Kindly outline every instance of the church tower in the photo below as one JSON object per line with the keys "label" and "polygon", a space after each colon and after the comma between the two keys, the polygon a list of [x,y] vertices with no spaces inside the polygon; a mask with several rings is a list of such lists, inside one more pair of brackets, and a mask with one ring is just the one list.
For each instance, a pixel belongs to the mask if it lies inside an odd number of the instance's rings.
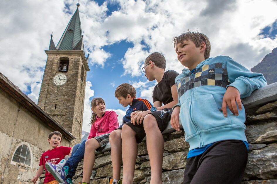
{"label": "church tower", "polygon": [[57,47],[51,35],[38,105],[81,141],[86,72],[81,23],[77,8]]}

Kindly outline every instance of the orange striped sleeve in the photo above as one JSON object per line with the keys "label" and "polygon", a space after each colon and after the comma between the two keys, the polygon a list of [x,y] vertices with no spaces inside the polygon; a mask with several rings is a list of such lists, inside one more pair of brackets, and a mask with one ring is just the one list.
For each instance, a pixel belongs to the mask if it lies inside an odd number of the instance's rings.
{"label": "orange striped sleeve", "polygon": [[150,103],[149,103],[148,101],[147,101],[145,99],[140,99],[139,100],[142,101],[144,103],[144,104],[146,106],[146,107],[148,108],[148,109],[150,109],[150,108],[151,108],[151,105],[150,104]]}

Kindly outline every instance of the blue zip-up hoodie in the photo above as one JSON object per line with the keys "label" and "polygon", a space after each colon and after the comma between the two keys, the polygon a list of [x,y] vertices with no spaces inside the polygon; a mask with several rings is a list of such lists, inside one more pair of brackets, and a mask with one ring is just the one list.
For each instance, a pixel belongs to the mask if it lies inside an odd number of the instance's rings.
{"label": "blue zip-up hoodie", "polygon": [[266,86],[263,74],[253,73],[226,56],[203,61],[193,73],[184,69],[175,79],[180,106],[180,120],[189,143],[189,150],[228,139],[247,141],[244,133],[243,106],[236,116],[227,107],[227,115],[220,111],[229,86],[238,89],[241,98]]}

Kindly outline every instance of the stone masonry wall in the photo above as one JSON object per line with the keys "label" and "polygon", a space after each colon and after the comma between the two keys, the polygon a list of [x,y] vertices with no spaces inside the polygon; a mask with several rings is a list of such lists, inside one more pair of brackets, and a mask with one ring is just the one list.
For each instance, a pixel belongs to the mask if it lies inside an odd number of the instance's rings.
{"label": "stone masonry wall", "polygon": [[[247,112],[245,133],[249,143],[244,184],[277,184],[277,83],[263,88],[244,101]],[[184,133],[182,130],[164,136],[163,183],[183,181],[189,147]],[[134,182],[149,183],[151,171],[146,143],[138,144],[138,150]],[[113,174],[111,154],[106,151],[96,155],[91,183],[108,183]],[[75,183],[81,181],[83,166],[82,161],[73,178]]]}
{"label": "stone masonry wall", "polygon": [[[86,72],[80,54],[62,53],[48,54],[38,105],[76,138],[71,143],[74,145],[81,139]],[[60,73],[58,66],[63,58],[69,60],[68,71],[63,73],[67,80],[58,86],[53,79]]]}

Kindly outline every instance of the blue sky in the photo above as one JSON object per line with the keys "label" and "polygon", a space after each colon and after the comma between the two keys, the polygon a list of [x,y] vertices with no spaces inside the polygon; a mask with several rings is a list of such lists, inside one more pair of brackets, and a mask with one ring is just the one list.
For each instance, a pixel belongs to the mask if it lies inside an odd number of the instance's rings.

- EXERCISE DIRECTIONS -
Copy all five entries above line for line with no changes, leaving out the picture.

- RESULT OF THIS TASK -
Kindly outline every instance of the church tower in the photo below as one JSON object per line with the keys "label" and "polygon", a space after each colon and after the comma between the two keys, the polygon a list of [x,y] vertices with no spaces inside the polygon; a mask with several rings is a list of such lists, inside one more pair of brackets, and a mask with one ring is just the one list.
For each instance, a pixel belongs to the mask if it lies inside an odd number of the instance's rings.
{"label": "church tower", "polygon": [[57,47],[51,35],[38,105],[81,141],[86,72],[81,23],[77,8]]}

Kindly outline every instance of the orange striped sleeve in the photo above as one JSON object per line with the keys "label" and "polygon", a space after each colon and after the comma between the two keys, the polygon a list of [x,y] vertices with no spaces inside the polygon; a mask with several rings is a list of such lists, inside one more pair of brackets, and a mask with one ring is just the one list.
For each instance, a pixel belongs to the mask if it lies inside an odd number of the instance's rings.
{"label": "orange striped sleeve", "polygon": [[150,103],[149,103],[148,101],[147,101],[145,99],[140,99],[139,100],[142,101],[144,103],[144,104],[146,106],[146,107],[148,108],[148,109],[150,109],[150,108],[151,108],[151,105],[150,104]]}

Kindly outline every instance of the blue zip-up hoodie in the photo above as one JSON object per line with the keys "label" and "polygon", a space after each colon and after the comma between the two keys, the polygon a list of [x,y] vertices with no spaces inside the polygon; a mask with several rings is a list of such lists, inside one more pair of brackets, and a mask with one ring is just the one list.
For each instance, a pixel belongs to the mask if it lies inside an odd number of the instance's rings.
{"label": "blue zip-up hoodie", "polygon": [[266,86],[263,74],[253,73],[226,56],[203,61],[193,73],[184,69],[175,79],[180,106],[180,120],[189,143],[189,150],[228,139],[247,141],[244,133],[243,106],[236,116],[227,107],[227,115],[220,111],[229,86],[238,89],[241,98]]}

Kindly outline every instance of the stone masonry wall in the photo above as one JSON object per line with the keys "label" and "polygon", a space after each colon and after the comma between the two keys, the polygon a list of [x,y] vertices with no spaces inside the polygon; a mask with several rings is a list of such lists, inside one more pair of brackets, and a mask with one ring is just the one list.
For each instance, a pixel belongs to the mask if it lies inside an odd number of the instance's rings.
{"label": "stone masonry wall", "polygon": [[[247,112],[245,133],[249,143],[244,184],[277,184],[277,83],[263,88],[244,101]],[[184,133],[182,130],[164,136],[163,183],[183,181],[189,147]],[[134,182],[149,183],[151,171],[146,143],[138,144],[138,150]],[[113,174],[111,154],[106,151],[96,155],[91,183],[108,183]],[[75,183],[81,181],[83,166],[82,161],[73,178]]]}
{"label": "stone masonry wall", "polygon": [[[86,72],[80,54],[62,53],[48,54],[38,105],[76,138],[71,143],[74,145],[81,139]],[[60,73],[58,66],[63,58],[69,60],[68,71],[63,73],[67,80],[58,86],[53,79]]]}

Kindly outline every instance of the blue sky in the photo above as one JSON object per line with the keys "label" and "polygon", a space after each colon and after the comma between the two keys, the polygon a list of [x,y] vertices with no spaces inside the polygon; a mask with several rings is a list of such lists, inside one more pair of brackets, and a mask with one ring is just the one list.
For each instance, a pixel belongs to the mask if it lies inside an odd number of the instance's rings.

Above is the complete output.